__Extrait de référence__.
-*-*-

Je suis particulièrement ravi de t’informer que j’ai publié une deuxième fois ton remarquable article « Un séjour aux Archives de Londres ». Il est consigné dans mon texte daté du 4 décembre 2025, « Imposture et fraude identitaire à géométrie variable : retour ponctuel et factuel sur l’arnaque à la « soup joumou » instituée par Dominique Dupuy dans la gastronomie de l’UNESCO ».

Paru sur Médiapart, mon article a été diffusé en Haïti sur les 17 plateformes régionales du Regroupement des professeurs d’universités d’Haïti (REPUH) et sur le fil info de l’Asosyasyon pwofesè kreyòl Ayiti (APKA). Je me réjouis que l’information contenue dans mon « Commentaire introductif et contextuel » et dans « Un séjour aux Archives de Londres » ait pu rejoindre un grand nombre d’enseignants à travers le pays.

Adossé à la vérité historique, ton article préalablement paru en Haïti dans Le Nouvelliste du 3 octobre 2025 éclaire avec rigueur et hauteur de vue les grossières et rocambolesques manœuvres mises en œuvre par Dominique Dupuy, autrefois porte-parole missionnée à l’UNESCO par les auto-proclamés « bandits légaux » PHTKistes : non dépositaire d’un mandat officiel de la République d’Haïti, elle a tenté de s’approprier et de faire croire qu’elle s’apprêtait à rapatrier en Haïti la reproduction de l’original de l’Acte de l’Indépendance du 1er janvier 1804.

Tu as certainement noté que j’ai situé mon analyse datée du 4 décembre 2025 sur le terrain de l’éthique politique. C’était pour moi l’occasion de préciser que mes interventions citoyennes dans les domaines de la culture et de l’éducation, qui accompagnent mes travaux de recherche en linguistique, participent également d’une veille citoyenne.

Dans un pays, Haïti, qui n’a toujours pas accompli sa déduvaliérisation, il est nécessaire de situer l’action passée du cartel politico-mafieux du PHTK néo-duvaliériste sur le terrain exigeant de l’éthique politique.

-*-*-

__Données fournies__.
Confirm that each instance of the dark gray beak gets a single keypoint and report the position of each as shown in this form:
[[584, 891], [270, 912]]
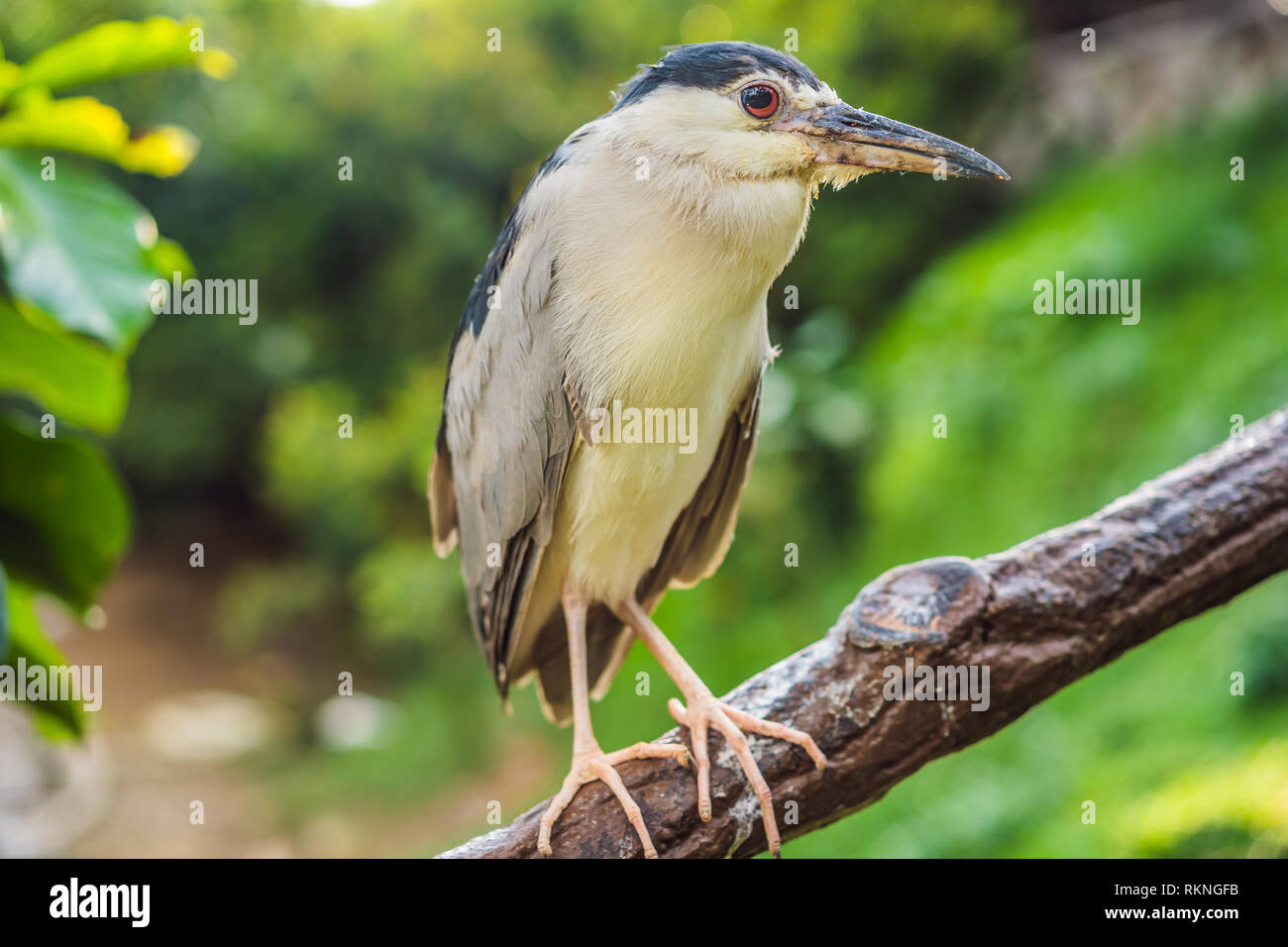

-*-*-

__Problèmes à résoudre__.
A) Veuillez recopier le passage du texte sur Dominique Dupuy compris entre « Dans un pays, Haïti, qui » et « exigeant de l’éthique politique. », bornes incluses.
B) Répondez aux questions suivantes à partir du texte sur Dominique Dupuy :
(i) Sur combien de plateformes régionales du REPUH l'article paru sur Médiapart a-t-il été diffusé ?
(ii) Dans quel journal et à quelle date « Un séjour aux Archives de Londres » a-t-il d'abord paru en Haïti ?
(iii) Sur quel terrain l'auteur a-t-il situé son analyse datée du 4 décembre 2025 ?
C) Prolongez le texte sur Dominique Dupuy au-delà de sa dernière phrase.
Les données constituent un ensemble distinct du texte sur Dominique Dupuy.

__Corrigé des exercices__.
A)
Dans un pays, Haïti, qui n’a toujours pas accompli sa déduvaliérisation, il est nécessaire de situer l’action passée du cartel politico-mafieux du PHTK néo-duvaliériste sur le terrain exigeant de l’éthique politique.

B)
(i) Sur 17 plateformes régionales.
(ii) Dans Le Nouvelliste, le 3 octobre 2025.
(iii) Sur le terrain de l'éthique politique.

C)
Sous la houlette du PHTK néo-duvaliériste au pouvoir durant une douzaines d’années, l’État haïtien devenu un État mafieux, un État gangstérisé, a fait appel à nombre de « missionnaires » et d’« intellectuels serviles » afin de légitimer son action en Haïti et en outremer. C’est dans un tel contexte politique caractérisé par la banalisation/invisibilisation de la corruption à tous les étages de la société haïtienne que l’on a vu renaître des variantes arnaqueuses de l’identité haïtienne. C’est dans ce contexte que l’arnaque politique/identitariste de la « soup joumou » a été instituée par le PHTK néo-duvaliériste et mise en scène par Dominique Dupuy spécialement missionnée à l’UNESCO. NOTE — Sur la notion d’« intellectuel servile » voir notre article « Le rôle des « intellectuels serviles » dans l’arsenal idéologique érigé par le cartel politico-mafieux du PHTK néo-duvaliériste » (Médiapart, Paris, 22 novembre 2024).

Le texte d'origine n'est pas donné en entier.